• EXERCISE INSTRUCTIONS: Could you render every line of the entries below as a numbered list, skipping any blank lines and leaving the pictures out?

• MATERIAL FOR THIS TASK:

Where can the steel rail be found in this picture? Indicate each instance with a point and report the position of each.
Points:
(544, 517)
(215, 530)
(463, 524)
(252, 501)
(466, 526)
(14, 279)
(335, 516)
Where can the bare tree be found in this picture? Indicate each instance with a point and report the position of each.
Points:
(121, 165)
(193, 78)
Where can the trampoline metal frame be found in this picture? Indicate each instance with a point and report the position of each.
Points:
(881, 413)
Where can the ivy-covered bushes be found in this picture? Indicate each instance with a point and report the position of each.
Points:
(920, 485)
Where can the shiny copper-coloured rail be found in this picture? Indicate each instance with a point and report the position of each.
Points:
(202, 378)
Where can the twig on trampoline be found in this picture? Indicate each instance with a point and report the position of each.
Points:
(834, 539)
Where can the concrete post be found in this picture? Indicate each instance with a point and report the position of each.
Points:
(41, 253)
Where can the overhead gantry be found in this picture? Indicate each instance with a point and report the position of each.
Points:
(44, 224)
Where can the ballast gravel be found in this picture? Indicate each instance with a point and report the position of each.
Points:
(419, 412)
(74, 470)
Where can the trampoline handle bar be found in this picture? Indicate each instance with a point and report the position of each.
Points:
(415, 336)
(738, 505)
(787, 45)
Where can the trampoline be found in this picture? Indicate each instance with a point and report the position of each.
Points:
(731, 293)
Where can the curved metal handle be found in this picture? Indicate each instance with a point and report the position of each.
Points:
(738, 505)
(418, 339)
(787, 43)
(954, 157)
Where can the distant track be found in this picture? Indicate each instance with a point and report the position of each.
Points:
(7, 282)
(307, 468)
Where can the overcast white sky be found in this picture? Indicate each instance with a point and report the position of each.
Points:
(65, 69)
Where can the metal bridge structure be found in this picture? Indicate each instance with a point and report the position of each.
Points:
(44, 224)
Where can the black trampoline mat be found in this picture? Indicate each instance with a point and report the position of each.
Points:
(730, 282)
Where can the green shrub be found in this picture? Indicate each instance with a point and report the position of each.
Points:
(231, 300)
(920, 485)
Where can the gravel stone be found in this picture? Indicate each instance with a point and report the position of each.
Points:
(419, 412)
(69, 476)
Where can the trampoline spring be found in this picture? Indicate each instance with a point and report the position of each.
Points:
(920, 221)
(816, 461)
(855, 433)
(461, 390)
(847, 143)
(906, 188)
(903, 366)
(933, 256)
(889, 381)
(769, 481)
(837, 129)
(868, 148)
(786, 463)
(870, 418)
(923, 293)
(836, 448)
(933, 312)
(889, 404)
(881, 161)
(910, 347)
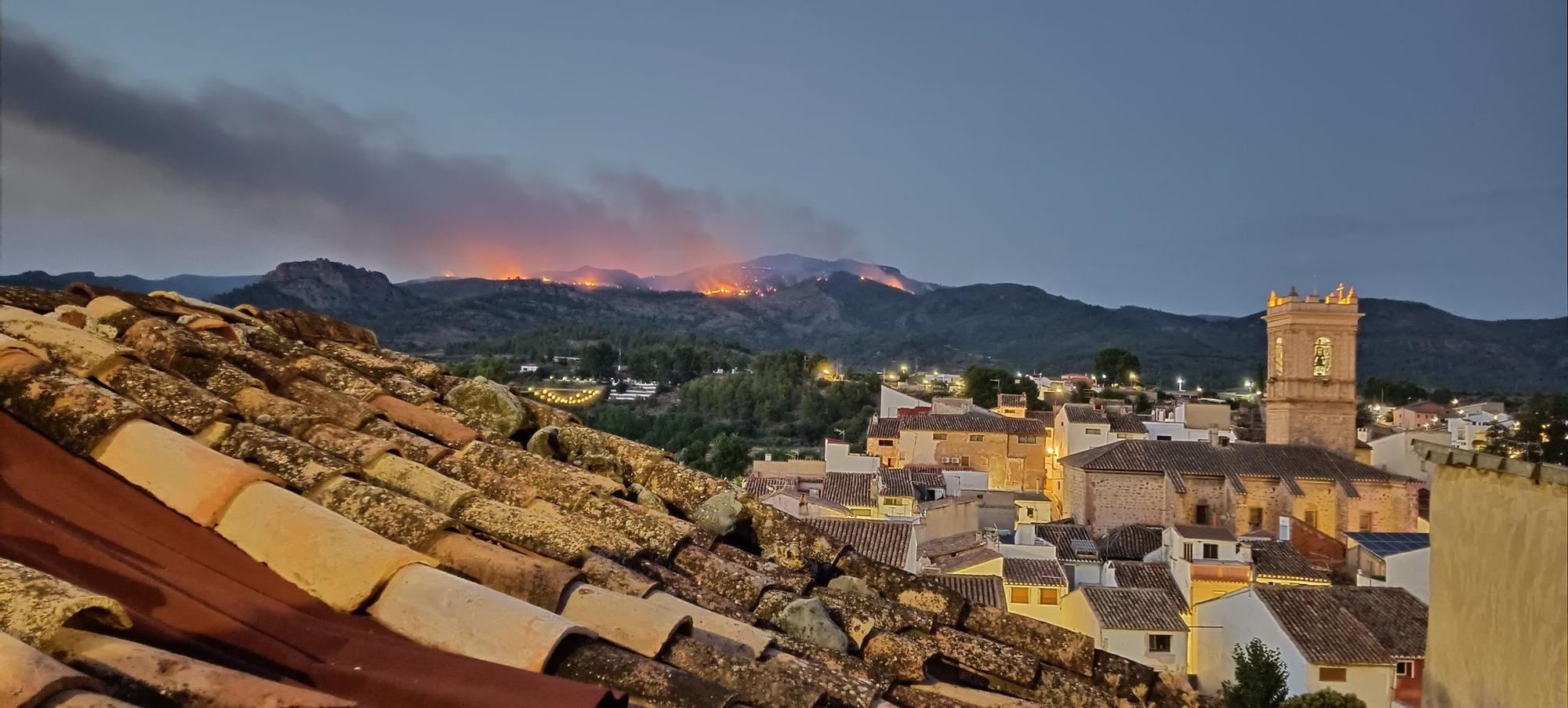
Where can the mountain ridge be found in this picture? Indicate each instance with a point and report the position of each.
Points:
(873, 325)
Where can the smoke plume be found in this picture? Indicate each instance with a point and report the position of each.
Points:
(227, 176)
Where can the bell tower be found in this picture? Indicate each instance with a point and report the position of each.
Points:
(1312, 370)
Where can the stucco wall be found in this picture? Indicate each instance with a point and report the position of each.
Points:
(1134, 644)
(1501, 641)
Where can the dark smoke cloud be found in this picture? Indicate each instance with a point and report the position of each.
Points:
(319, 172)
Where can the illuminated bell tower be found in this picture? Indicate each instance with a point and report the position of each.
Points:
(1312, 370)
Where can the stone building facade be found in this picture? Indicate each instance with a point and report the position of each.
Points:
(1241, 488)
(1310, 395)
(1012, 452)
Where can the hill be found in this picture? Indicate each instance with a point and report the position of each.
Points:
(866, 323)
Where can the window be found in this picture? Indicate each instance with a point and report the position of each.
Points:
(1323, 356)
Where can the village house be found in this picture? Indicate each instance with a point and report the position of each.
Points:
(1420, 416)
(1012, 452)
(1141, 624)
(1498, 585)
(1392, 560)
(1363, 641)
(1238, 486)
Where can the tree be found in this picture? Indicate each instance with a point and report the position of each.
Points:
(1324, 699)
(1260, 677)
(1117, 364)
(730, 456)
(598, 361)
(981, 384)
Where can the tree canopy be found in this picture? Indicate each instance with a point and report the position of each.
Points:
(1260, 677)
(1117, 364)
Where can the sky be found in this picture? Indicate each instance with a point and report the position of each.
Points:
(1188, 157)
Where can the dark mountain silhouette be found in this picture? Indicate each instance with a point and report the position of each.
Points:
(833, 307)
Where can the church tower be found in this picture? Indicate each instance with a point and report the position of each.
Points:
(1312, 370)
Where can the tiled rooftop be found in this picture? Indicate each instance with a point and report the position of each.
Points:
(1280, 560)
(1034, 572)
(1130, 543)
(1150, 575)
(456, 517)
(1232, 463)
(1134, 608)
(1349, 626)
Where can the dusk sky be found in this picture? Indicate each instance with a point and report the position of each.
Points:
(1177, 155)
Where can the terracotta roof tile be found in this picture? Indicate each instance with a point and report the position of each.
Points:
(1130, 543)
(1233, 463)
(887, 543)
(380, 466)
(1034, 572)
(1335, 626)
(1134, 608)
(1280, 560)
(973, 423)
(849, 488)
(981, 590)
(1150, 575)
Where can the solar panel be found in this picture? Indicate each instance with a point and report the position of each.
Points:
(1388, 544)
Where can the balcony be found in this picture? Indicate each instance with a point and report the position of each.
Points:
(1222, 571)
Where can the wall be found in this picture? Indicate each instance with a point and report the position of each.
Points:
(1134, 644)
(1500, 643)
(1414, 572)
(1373, 685)
(1238, 619)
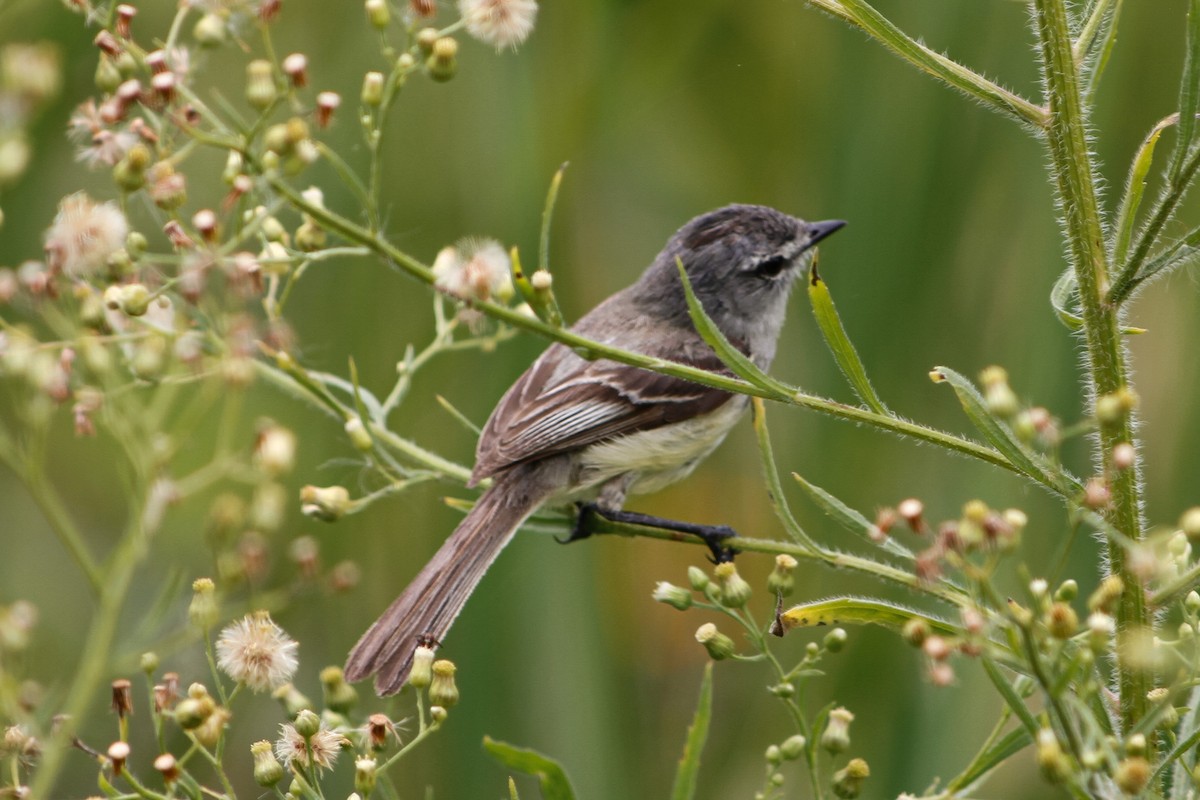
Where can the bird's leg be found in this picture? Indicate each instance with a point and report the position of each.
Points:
(713, 535)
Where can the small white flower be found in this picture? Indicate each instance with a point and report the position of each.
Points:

• ANSWER BELOW:
1. Where can the steel rail be found in this picture? Indicate each instance with a point and report the position of each.
2. Points:
3. (544, 517)
4. (215, 530)
5. (463, 524)
6. (252, 501)
7. (466, 526)
8. (14, 279)
9. (335, 516)
10. Where can the bare tree be found in this picture? Indicate each instance with a point and report the position of each.
11. Points:
12. (121, 165)
13. (193, 78)
14. Where can the trampoline metal frame be found in this picture? Indicate each instance with a point and report the position of each.
15. Points:
16. (881, 413)
17. Where can the ivy-covered bushes be found in this picture? Indicate each instance with a point and report the position of each.
18. Points:
19. (920, 485)
20. Where can the shiny copper-coloured rail be found in this picture? Indicate each instance with a point and report the position of each.
21. Points:
22. (202, 378)
23. Where can the twig on trampoline be found in this picture? Indicate each instance with a point and report the position of each.
24. Points:
25. (834, 539)
26. Where can the concrete post be found in this picture? Indicate each instance with a point and report the position of each.
27. Points:
28. (41, 253)
29. Where can the overhead gantry be found in this picture? Indicate each instance with a point and report the position of each.
30. Points:
31. (44, 224)
32. Where can the ballast gravel be found in this picture? Indicate each instance with a point and report the position of each.
33. Points:
34. (419, 412)
35. (74, 470)
36. Where can the trampoline handle bar be found in this picture? Indicate each instance with a point and report the position of each.
37. Points:
38. (415, 336)
39. (738, 505)
40. (787, 45)
41. Where can the trampoline be found in this picture? Indicate each instance with a point and report the position of each.
42. Points:
43. (731, 293)
44. Where can the curved metal handle be found in this picture? Indicate each instance with a point and report the position of each.
45. Points:
46. (738, 505)
47. (418, 339)
48. (787, 43)
49. (954, 157)
50. Where can the distant track be found in this picture? Indicate each instance with a point and report the position of each.
51. Points:
52. (7, 282)
53. (307, 468)
54. Where can the overcast white sky be found in this picture? Indicate each instance with a point and report the position of each.
55. Points:
56. (65, 69)
57. Where can the metal bridge structure be found in this picture? Indicate each instance with a point and report the position of each.
58. Points:
59. (44, 224)
60. Where can the black trampoline mat be found in this picture? Indicate each instance with a point and report the position of each.
61. Points:
62. (730, 282)
63. Where can the green shrub be found in this picture? Indicate each instance with a point and report the position of each.
64. Points:
65. (231, 300)
66. (920, 485)
67. Where can the gravel stone be found in this picture? Indicate each instance with a point and report the position of each.
68. Points:
69. (419, 412)
70. (69, 476)
71. Where can the trampoline spring be found in this picture? Indicate each instance with a point and report the position of each.
72. Points:
73. (920, 221)
74. (816, 461)
75. (855, 433)
76. (461, 390)
77. (847, 143)
78. (906, 188)
79. (903, 366)
80. (933, 256)
81. (889, 381)
82. (769, 481)
83. (837, 129)
84. (868, 148)
85. (786, 463)
86. (870, 418)
87. (923, 293)
88. (836, 448)
89. (933, 312)
90. (889, 404)
91. (881, 161)
92. (910, 347)
93. Where can the mountain ridge be found in this picture? Indicate each instance with a point and report the position of each.
94. Points:
95. (873, 325)
96. Where can the smoke plume be found in this picture? Indicate each instance with a point and report the position of each.
97. Points:
98. (227, 176)
99. Where can the bell tower be found in this picture? Indicate each instance with a point and report the position of each.
100. Points:
101. (1312, 370)
102. Where can the stucco wall be found in this picture? Indicate each instance with a point and report the position of each.
103. Points:
104. (1134, 644)
105. (1501, 641)
106. Where can the dark smoke cloud be found in this picture? Indicate each instance with a point and report the position of each.
107. Points:
108. (319, 172)
109. Where can the illuminated bell tower be found in this picture? Indicate each instance with a point and report the position of each.
110. Points:
111. (1312, 370)
112. Where can the stone building facade be found in this picture? Indicate each instance with a point and report the position of each.
113. Points:
114. (1241, 488)
115. (1310, 395)
116. (1012, 452)
117. Where can the hill be found in this picture? Indicate each instance with a point and report the position of each.
118. Points:
119. (866, 323)
120. Where can the window be found in this picture? Indicate each instance with a point and report the position of each.
121. Points:
122. (1323, 356)
123. Where can the village house be found in this picture? Indicate each instance with a point and report the position of each.
124. Points:
125. (1420, 416)
126. (1012, 452)
127. (1141, 624)
128. (1498, 585)
129. (1392, 560)
130. (1363, 641)
131. (1238, 486)
132. Where can the tree be found in this picture? Indicate each instance with a point and report the position of each.
133. Points:
134. (1324, 699)
135. (1260, 677)
136. (1117, 364)
137. (730, 456)
138. (598, 361)
139. (981, 384)
140. Where can the tree canopy be found in this picture? Indicate each instance with a point and report the position of each.
141. Points:
142. (1260, 677)
143. (1117, 364)
144. Where can the sky be found in this picture? Indicate each instance with a point and report the position of each.
145. Points:
146. (1188, 157)
147. Where can the dark mountain silhouette be found in this picture? Indicate each instance with a point and report the position of each.
148. Points:
149. (833, 307)
150. Where can the church tower be found in this picture? Indicate each instance with a point and report the position of each.
151. Points:
152. (1312, 370)
153. Where can the tiled rooftop be found in this picture? Indicate each instance with a point and report the position of each.
154. Points:
155. (1280, 560)
156. (1034, 572)
157. (1130, 543)
158. (1150, 575)
159. (456, 517)
160. (1232, 463)
161. (1134, 608)
162. (1349, 626)
163. Where can the dusk sky be found in this picture? Indicate each instance with a point and report the position of each.
164. Points:
165. (1177, 155)
166. Where can the terracotta roof tile be found in this picture? Indicate each instance with a point and report the position of each.
167. Points:
168. (1130, 543)
169. (1233, 463)
170. (887, 543)
171. (380, 466)
172. (1034, 572)
173. (1335, 626)
174. (1134, 608)
175. (1280, 560)
176. (973, 423)
177. (849, 488)
178. (981, 590)
179. (1150, 575)
180. Where can the solar panel be found in this picture? Indicate each instance with a point and report the position of each.
181. Points:
182. (1388, 544)
183. Where can the balcony be found in this picture? Indicate each instance with a point and report the position of each.
184. Points:
185. (1222, 571)
186. Where can the wall be found in this picture? Indicate each instance with a point and report the position of each.
187. Points:
188. (1134, 644)
189. (1500, 643)
190. (1414, 572)
191. (1373, 685)
192. (1238, 619)
193. Where can the bird's leg be found in this picture? Indicate each instance with a point and report the position of each.
194. Points:
195. (713, 535)
196. Where can the small white flower be found in this picture? Indicate each instance with a point and report the position of each.
197. Points:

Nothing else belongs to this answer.